* _EXCERPTED PASSAGE_
»»

Paying Tribute to Patrick Collinson
Anthony Fletcher pays tribute to the great historian of English protestantism, who ventured far and wide in the academic world.
Patrick Collinson, CBE, who died on September 28th at the age of 82, was the most distinguished religious historian of his generation. Adventurous by nature, his career never stood still. Twice he undertook challenging overseas appointments, at the University of Khartoum from 1956 to 1961 and the University of Sydney, where he was Professor of History from 1969 to 1976. He held chairs at the University of Kent at Canterbury from 1976 to1984 and the University of Sheffield from 1984 to 1988, before becoming Regius Professor of Modern History at the University of Cambridge in 1988, a position he held until his retirement in 1996.
Sir John Neale handed Collinson, his cleverest undergraduate student, the most exciting and crucial topic on his Elizabethan research agenda. Puritanism was the ‘commodity with which I have made my modest career’, Patrick wrote in his memoir, History of a History Man (2009). The Elizabethan Puritan Movement (1967) was his most brilliant scholarly work. Many will prize just as highly The Religion of Protestants (1982). The sheer panache of its conducted tour of the Church in Elizabethan and early Stuart society established Patrick’s deeply perceptive understanding of a whole early modern social world.

««

* _YOUR INSTRUCTIONS_
Answer these questions using the tribute to Patrick Collinson.
1. At which university was Collinson Professor of History from 1969 to 1976?
2. What position did he take up at the University of Cambridge in 1988?
3. What is the title of the memoir he published in 2009?

Location identification entries
»»

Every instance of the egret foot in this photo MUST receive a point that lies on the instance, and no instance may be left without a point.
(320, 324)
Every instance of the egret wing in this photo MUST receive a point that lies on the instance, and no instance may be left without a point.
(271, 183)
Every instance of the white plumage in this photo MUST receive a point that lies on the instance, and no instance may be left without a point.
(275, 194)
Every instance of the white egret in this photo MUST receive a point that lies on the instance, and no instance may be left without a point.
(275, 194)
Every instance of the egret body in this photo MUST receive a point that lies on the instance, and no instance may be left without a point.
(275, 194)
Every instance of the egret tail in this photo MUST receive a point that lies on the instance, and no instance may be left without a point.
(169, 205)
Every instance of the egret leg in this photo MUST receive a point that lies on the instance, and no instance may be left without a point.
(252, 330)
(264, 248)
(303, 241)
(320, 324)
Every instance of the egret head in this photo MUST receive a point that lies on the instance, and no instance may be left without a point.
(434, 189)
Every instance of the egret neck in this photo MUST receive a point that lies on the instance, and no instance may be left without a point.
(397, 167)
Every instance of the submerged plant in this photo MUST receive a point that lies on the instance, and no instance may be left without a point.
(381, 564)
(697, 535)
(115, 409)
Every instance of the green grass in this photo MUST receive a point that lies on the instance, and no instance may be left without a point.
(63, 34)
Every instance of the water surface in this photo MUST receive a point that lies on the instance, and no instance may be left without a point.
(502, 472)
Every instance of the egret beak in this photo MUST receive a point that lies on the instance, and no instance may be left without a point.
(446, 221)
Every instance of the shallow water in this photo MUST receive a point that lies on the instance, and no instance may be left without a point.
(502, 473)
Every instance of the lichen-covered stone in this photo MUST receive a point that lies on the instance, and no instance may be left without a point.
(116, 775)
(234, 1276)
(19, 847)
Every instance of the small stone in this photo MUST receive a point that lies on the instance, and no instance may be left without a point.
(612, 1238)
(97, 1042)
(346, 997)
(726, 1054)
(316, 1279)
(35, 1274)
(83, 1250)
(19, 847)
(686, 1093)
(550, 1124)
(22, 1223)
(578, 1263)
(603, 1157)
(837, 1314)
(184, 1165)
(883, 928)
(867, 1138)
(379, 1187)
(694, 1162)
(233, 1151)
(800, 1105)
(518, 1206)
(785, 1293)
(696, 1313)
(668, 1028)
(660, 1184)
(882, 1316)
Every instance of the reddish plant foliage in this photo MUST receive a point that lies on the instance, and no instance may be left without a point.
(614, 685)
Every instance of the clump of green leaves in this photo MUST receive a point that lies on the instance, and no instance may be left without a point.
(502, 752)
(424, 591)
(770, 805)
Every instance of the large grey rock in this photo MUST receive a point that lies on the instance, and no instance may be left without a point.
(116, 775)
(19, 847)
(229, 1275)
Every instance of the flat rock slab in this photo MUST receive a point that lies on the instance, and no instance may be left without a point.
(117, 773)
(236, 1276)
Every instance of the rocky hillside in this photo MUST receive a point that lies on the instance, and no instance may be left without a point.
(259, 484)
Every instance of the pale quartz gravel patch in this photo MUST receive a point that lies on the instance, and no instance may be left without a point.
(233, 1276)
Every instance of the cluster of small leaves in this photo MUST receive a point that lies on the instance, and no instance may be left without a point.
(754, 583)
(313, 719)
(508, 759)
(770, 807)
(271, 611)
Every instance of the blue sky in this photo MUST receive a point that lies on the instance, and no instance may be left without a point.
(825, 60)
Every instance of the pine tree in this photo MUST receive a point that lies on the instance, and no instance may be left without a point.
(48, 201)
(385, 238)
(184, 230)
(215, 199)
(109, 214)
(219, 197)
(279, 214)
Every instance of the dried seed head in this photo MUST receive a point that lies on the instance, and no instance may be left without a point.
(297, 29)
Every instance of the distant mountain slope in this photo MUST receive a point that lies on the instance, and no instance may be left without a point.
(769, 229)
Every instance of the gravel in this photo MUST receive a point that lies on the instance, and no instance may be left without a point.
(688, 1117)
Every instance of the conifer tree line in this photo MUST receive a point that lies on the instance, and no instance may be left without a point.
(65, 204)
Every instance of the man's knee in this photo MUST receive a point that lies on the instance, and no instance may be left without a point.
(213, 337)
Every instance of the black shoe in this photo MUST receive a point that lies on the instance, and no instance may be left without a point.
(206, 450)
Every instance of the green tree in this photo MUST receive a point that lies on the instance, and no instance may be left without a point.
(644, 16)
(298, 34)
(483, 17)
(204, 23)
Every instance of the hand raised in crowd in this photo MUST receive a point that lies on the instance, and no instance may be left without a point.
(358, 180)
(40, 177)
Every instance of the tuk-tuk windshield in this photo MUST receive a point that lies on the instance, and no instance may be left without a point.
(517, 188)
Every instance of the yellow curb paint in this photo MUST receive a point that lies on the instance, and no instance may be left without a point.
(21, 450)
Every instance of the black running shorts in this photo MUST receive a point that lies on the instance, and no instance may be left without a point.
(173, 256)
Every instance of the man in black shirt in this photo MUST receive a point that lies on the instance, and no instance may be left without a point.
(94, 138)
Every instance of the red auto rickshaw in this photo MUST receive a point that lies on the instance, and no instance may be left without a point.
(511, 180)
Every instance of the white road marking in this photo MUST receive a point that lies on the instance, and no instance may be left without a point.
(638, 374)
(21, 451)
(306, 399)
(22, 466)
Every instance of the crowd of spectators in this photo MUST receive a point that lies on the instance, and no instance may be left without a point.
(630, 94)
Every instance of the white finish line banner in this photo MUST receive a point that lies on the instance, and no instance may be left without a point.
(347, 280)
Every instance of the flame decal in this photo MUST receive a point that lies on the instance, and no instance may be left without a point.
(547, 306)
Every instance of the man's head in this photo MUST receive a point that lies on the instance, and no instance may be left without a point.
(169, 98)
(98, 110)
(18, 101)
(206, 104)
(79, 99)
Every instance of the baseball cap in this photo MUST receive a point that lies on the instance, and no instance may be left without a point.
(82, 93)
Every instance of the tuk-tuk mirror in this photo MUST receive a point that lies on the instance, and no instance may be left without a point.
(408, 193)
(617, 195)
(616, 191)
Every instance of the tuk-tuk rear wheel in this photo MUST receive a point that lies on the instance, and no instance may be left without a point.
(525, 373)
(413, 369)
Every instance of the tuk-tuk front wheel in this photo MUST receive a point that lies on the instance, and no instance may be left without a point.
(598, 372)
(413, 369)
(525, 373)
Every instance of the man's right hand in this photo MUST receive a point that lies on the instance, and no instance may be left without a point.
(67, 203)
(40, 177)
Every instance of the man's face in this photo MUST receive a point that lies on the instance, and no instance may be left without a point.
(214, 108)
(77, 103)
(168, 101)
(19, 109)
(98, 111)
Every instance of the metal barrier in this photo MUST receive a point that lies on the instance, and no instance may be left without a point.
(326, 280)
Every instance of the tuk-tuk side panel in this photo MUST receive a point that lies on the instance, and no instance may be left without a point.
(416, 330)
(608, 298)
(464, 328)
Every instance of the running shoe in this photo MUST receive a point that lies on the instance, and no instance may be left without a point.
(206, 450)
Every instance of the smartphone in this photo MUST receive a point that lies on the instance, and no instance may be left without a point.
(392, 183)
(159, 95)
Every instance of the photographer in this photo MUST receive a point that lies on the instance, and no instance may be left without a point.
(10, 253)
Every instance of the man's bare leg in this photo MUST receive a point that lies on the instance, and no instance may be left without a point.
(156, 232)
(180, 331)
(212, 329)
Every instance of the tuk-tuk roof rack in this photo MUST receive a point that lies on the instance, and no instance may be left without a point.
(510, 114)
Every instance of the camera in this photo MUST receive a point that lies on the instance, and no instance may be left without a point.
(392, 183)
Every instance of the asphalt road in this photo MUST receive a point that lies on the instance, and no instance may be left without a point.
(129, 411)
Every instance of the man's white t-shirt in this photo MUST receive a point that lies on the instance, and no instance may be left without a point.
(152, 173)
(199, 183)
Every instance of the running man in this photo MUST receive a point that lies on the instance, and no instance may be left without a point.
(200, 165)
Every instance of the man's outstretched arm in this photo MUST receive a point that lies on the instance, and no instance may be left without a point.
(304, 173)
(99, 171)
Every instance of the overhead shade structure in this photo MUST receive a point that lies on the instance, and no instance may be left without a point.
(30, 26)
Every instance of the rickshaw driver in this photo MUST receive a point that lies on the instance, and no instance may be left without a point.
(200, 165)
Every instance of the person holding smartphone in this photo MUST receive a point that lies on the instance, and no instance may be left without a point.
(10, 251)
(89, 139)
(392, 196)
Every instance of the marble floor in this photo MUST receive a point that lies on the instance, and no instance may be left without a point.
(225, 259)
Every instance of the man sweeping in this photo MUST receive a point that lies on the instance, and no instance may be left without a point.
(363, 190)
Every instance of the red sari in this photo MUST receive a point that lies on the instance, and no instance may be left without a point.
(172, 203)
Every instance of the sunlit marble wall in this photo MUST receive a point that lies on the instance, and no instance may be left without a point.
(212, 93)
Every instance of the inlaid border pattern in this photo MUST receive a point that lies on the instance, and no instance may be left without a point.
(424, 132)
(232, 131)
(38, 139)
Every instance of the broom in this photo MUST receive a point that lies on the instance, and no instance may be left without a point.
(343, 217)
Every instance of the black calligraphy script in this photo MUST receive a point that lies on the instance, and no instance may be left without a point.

««

* _EXERCISE SOLUTION_
1. The University of Sydney
2. Regius Professor of Modern History
3. History of a History Man